Job: Pick out every line in the rows below that contains the word "flag", and copy each one.
START
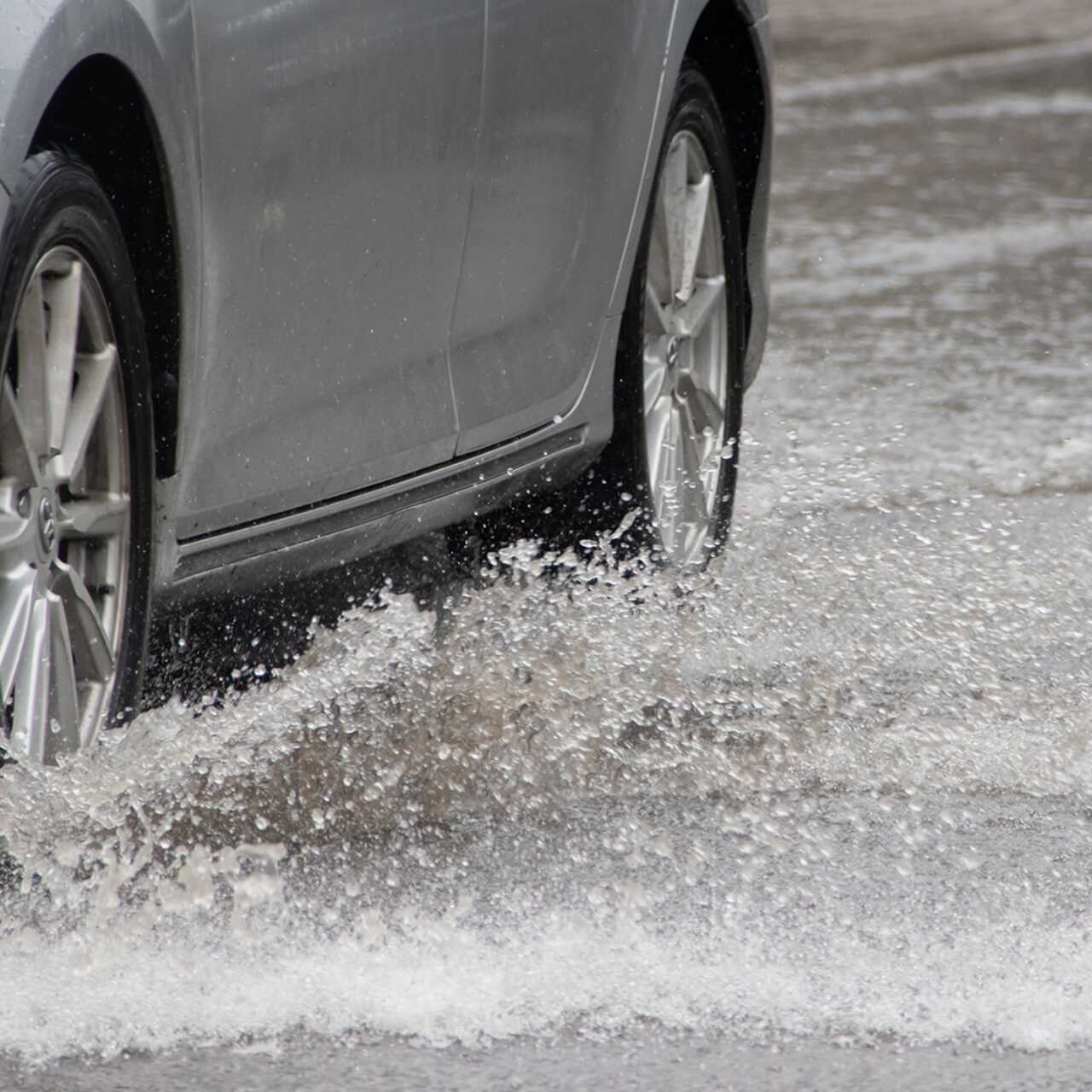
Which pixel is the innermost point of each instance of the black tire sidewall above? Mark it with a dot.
(694, 108)
(58, 201)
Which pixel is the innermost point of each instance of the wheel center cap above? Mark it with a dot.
(674, 347)
(47, 525)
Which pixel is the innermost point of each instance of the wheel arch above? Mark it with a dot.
(115, 83)
(101, 113)
(732, 49)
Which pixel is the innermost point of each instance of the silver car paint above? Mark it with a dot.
(338, 150)
(566, 131)
(43, 39)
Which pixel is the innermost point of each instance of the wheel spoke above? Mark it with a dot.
(63, 694)
(674, 206)
(709, 293)
(696, 211)
(96, 371)
(18, 457)
(658, 420)
(90, 650)
(703, 410)
(94, 515)
(16, 599)
(31, 342)
(654, 311)
(62, 297)
(666, 506)
(655, 369)
(31, 723)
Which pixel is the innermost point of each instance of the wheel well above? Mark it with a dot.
(101, 113)
(721, 45)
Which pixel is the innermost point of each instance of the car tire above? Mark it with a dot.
(77, 465)
(627, 482)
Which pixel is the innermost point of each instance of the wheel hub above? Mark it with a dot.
(47, 525)
(686, 343)
(65, 521)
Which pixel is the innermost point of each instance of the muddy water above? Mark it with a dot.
(817, 818)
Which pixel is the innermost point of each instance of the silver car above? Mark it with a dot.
(283, 282)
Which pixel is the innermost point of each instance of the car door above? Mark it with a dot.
(570, 93)
(338, 156)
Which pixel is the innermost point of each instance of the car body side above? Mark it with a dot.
(153, 41)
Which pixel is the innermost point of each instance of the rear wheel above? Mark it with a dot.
(679, 365)
(75, 465)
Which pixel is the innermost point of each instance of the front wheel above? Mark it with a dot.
(679, 386)
(75, 465)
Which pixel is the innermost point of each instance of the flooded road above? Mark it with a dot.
(822, 818)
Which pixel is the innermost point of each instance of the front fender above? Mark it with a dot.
(42, 42)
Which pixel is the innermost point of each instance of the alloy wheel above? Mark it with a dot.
(685, 353)
(65, 511)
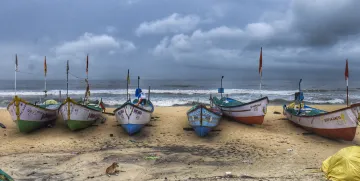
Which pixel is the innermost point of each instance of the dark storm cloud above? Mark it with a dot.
(180, 39)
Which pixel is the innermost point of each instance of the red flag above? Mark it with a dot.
(260, 62)
(45, 66)
(346, 71)
(87, 64)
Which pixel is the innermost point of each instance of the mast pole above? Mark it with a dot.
(127, 86)
(260, 70)
(16, 69)
(45, 71)
(138, 81)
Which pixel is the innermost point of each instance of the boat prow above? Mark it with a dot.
(132, 117)
(79, 116)
(29, 117)
(248, 113)
(203, 119)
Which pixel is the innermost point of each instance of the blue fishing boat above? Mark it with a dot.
(203, 119)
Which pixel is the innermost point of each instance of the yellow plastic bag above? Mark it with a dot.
(344, 165)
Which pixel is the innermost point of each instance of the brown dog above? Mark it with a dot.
(111, 170)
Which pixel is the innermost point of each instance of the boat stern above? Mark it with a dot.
(132, 128)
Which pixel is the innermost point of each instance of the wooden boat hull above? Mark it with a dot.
(133, 118)
(340, 124)
(248, 113)
(29, 117)
(202, 119)
(77, 116)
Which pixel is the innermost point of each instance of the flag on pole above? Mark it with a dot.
(260, 62)
(128, 77)
(45, 66)
(87, 64)
(16, 64)
(346, 71)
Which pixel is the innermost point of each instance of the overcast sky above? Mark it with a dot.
(165, 39)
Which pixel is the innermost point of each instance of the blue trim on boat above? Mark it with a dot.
(132, 128)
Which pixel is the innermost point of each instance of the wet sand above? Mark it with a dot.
(276, 150)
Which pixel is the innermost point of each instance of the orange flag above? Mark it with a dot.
(260, 62)
(45, 66)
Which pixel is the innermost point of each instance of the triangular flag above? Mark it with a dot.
(128, 77)
(346, 71)
(16, 64)
(260, 62)
(87, 64)
(45, 66)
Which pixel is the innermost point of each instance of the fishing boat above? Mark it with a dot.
(203, 119)
(81, 114)
(339, 124)
(245, 112)
(133, 117)
(29, 117)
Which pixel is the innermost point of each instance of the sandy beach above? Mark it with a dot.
(276, 150)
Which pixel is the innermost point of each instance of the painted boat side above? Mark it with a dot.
(78, 116)
(202, 119)
(30, 117)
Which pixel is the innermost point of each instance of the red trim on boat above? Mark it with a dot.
(250, 119)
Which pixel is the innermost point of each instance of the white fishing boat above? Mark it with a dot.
(133, 117)
(29, 117)
(245, 112)
(203, 119)
(84, 113)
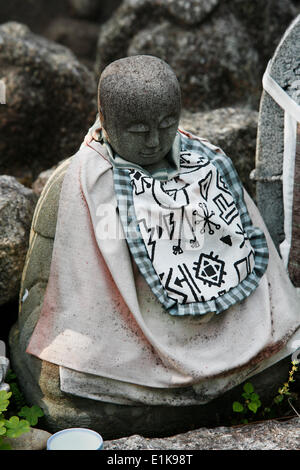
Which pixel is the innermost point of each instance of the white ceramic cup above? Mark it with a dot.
(75, 439)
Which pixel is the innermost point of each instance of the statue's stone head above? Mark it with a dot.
(139, 106)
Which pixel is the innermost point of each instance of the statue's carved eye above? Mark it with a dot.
(138, 128)
(168, 122)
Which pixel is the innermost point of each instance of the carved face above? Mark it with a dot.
(144, 139)
(142, 123)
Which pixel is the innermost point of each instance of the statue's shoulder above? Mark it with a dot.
(45, 215)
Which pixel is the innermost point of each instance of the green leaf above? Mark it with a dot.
(254, 397)
(278, 399)
(248, 387)
(4, 445)
(237, 407)
(16, 427)
(253, 406)
(10, 375)
(4, 400)
(31, 414)
(2, 427)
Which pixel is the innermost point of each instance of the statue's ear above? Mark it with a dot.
(101, 117)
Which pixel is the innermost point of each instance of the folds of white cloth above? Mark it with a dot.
(113, 340)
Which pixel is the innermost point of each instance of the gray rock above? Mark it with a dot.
(35, 439)
(210, 45)
(40, 380)
(17, 205)
(82, 44)
(50, 101)
(270, 144)
(232, 129)
(268, 435)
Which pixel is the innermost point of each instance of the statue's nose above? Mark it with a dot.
(152, 138)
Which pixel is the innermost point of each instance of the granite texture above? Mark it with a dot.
(17, 204)
(51, 100)
(267, 435)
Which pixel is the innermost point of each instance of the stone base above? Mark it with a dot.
(39, 382)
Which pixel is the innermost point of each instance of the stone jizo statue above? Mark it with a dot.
(152, 284)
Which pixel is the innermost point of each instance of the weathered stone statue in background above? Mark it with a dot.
(151, 283)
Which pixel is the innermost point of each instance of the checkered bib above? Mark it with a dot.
(187, 234)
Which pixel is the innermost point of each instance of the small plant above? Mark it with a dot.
(12, 427)
(251, 402)
(12, 408)
(285, 390)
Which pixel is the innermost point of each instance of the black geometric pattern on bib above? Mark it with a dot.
(192, 230)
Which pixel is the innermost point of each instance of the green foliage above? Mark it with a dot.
(251, 401)
(15, 426)
(11, 402)
(251, 404)
(4, 400)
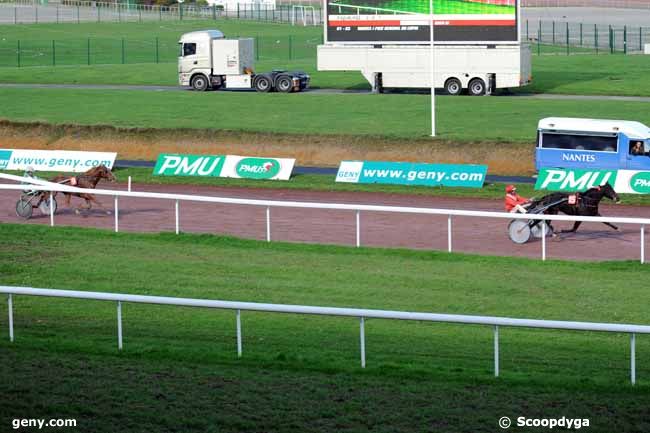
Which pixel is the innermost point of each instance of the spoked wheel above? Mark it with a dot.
(44, 207)
(519, 231)
(537, 230)
(24, 209)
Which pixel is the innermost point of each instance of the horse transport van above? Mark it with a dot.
(572, 143)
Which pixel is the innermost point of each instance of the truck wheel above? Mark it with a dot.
(284, 84)
(476, 87)
(263, 84)
(199, 83)
(453, 86)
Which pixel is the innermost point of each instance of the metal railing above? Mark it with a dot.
(42, 185)
(361, 314)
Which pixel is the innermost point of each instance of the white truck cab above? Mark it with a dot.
(208, 60)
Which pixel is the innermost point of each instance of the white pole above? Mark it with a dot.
(177, 212)
(633, 358)
(119, 325)
(642, 244)
(10, 304)
(449, 233)
(239, 348)
(496, 351)
(268, 224)
(358, 230)
(51, 209)
(432, 75)
(117, 215)
(362, 338)
(543, 240)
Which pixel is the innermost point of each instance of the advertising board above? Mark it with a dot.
(235, 166)
(408, 21)
(408, 173)
(54, 160)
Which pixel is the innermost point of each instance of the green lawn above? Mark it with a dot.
(279, 46)
(462, 119)
(179, 369)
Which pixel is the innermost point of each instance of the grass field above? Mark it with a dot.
(179, 371)
(462, 119)
(552, 71)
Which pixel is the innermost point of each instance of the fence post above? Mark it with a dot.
(633, 358)
(581, 41)
(178, 217)
(117, 214)
(496, 351)
(543, 241)
(362, 340)
(268, 224)
(553, 32)
(567, 39)
(51, 208)
(449, 233)
(290, 46)
(239, 345)
(10, 307)
(642, 244)
(119, 325)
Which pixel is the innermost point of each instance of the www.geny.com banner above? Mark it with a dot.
(408, 173)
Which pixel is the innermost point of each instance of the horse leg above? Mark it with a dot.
(609, 224)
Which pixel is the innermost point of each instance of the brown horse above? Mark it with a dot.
(89, 180)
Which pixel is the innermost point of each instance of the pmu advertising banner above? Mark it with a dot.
(54, 160)
(408, 173)
(243, 167)
(623, 181)
(409, 21)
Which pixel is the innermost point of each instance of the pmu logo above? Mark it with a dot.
(5, 157)
(258, 168)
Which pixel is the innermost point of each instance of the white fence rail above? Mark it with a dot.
(361, 314)
(356, 208)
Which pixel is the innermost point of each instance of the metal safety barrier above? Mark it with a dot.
(361, 314)
(43, 185)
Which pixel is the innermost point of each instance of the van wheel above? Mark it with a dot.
(284, 84)
(263, 84)
(476, 87)
(453, 86)
(199, 83)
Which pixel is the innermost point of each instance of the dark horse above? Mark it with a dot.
(579, 204)
(89, 180)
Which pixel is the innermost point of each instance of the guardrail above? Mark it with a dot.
(356, 208)
(362, 314)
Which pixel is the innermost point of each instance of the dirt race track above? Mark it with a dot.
(470, 235)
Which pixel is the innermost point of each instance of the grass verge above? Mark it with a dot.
(301, 373)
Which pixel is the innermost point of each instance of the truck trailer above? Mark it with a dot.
(208, 60)
(476, 47)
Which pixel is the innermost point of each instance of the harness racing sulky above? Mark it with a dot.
(586, 203)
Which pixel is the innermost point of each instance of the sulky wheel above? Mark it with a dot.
(24, 209)
(519, 231)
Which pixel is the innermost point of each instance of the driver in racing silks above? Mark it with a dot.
(514, 202)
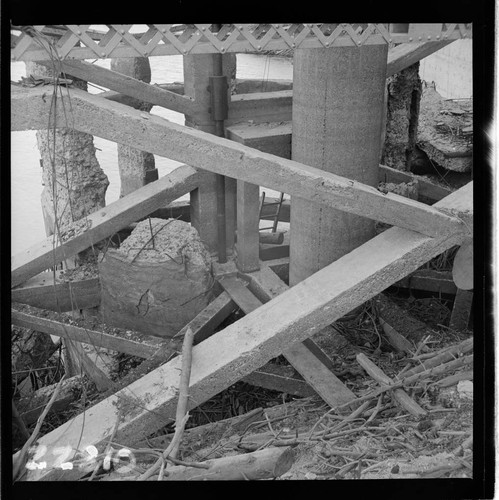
END
Final result:
Which pixel is the innermost point of each instance of the red flag above? Mark it with a dot.
Which pixel is the innermost point of each instance of the flag on pole above? Mark it with a dot.
Which pixel is the innermost point of each instance of the orange flag above? Mark it with a dot.
Which pixel is the innermost point of each instance of the triangular flag above? Mark it with a dot.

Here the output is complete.